▶ [WORK TO BE COMPLETED]:
Set down all of the data exactly as it appears.

▶ [Point localization data]:
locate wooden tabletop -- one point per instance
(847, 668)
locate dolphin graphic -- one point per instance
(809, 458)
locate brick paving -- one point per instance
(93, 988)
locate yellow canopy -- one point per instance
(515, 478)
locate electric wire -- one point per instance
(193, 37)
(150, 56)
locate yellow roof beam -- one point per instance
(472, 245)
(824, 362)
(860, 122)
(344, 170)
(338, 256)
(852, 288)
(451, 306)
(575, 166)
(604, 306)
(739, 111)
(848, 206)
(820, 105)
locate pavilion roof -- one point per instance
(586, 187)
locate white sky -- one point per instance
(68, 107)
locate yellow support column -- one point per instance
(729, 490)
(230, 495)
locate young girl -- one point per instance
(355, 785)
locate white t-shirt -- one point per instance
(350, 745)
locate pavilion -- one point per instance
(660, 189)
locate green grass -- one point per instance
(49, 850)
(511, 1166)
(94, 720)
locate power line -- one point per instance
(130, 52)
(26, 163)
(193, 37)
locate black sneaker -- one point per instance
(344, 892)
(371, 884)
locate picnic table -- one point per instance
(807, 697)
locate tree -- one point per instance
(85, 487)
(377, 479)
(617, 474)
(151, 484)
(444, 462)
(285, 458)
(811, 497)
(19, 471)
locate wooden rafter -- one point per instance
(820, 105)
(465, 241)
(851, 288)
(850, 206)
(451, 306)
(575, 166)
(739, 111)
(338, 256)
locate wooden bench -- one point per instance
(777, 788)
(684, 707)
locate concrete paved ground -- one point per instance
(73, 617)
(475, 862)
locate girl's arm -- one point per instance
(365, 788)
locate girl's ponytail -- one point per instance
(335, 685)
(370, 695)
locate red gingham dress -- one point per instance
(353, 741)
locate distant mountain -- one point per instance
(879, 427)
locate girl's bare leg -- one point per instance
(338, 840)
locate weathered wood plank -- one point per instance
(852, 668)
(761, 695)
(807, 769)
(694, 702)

▶ [TASK ANSWER]:
locate wooden tabletop -- one point per instance
(847, 668)
locate dolphin graphic -- one point per instance
(809, 458)
locate brick paving -- one point per instance
(93, 988)
locate yellow canopy -- one point per instance
(515, 478)
locate electric wire -- one point per instance
(193, 37)
(150, 56)
locate yellow roof beam -- one point per instance
(472, 245)
(824, 362)
(860, 122)
(344, 170)
(338, 256)
(852, 288)
(451, 306)
(575, 166)
(604, 306)
(739, 111)
(848, 206)
(820, 105)
locate pavilion roof -- one point per instance
(586, 187)
locate white sky -- one point per instance
(68, 107)
locate yellow support column -- one point per instance
(729, 490)
(230, 495)
locate young girl -- one point per instance
(355, 785)
locate white t-shirt -- one point per instance
(350, 745)
locate pavilion -- one point per instance
(660, 189)
locate green grass -- one point per instance
(49, 850)
(511, 1166)
(94, 720)
locate power line -- one point per instance
(130, 52)
(26, 163)
(193, 37)
locate black sneaker -- one point per instance
(344, 892)
(371, 884)
locate picnic table -- one point per instance
(807, 697)
locate tree -- one point per instance
(85, 487)
(377, 479)
(617, 474)
(151, 484)
(444, 462)
(285, 458)
(811, 497)
(19, 471)
locate wooden rafter -- one point per instance
(820, 105)
(465, 241)
(851, 288)
(850, 206)
(451, 306)
(575, 166)
(739, 111)
(338, 256)
locate wooden bench -- one point per instance
(777, 788)
(684, 707)
locate concrete paved ground -- one point per instance
(73, 617)
(475, 862)
locate girl's arm -- one point per instance
(365, 788)
locate girl's ponytail -- one point per instance
(335, 685)
(370, 695)
locate red gingham dress -- one point per instance
(353, 741)
locate distant mountain -- one point per instance
(879, 427)
locate girl's bare leg -- one point per instance
(338, 840)
locate weathered wood plank -- one point per instance
(852, 668)
(761, 695)
(807, 769)
(694, 702)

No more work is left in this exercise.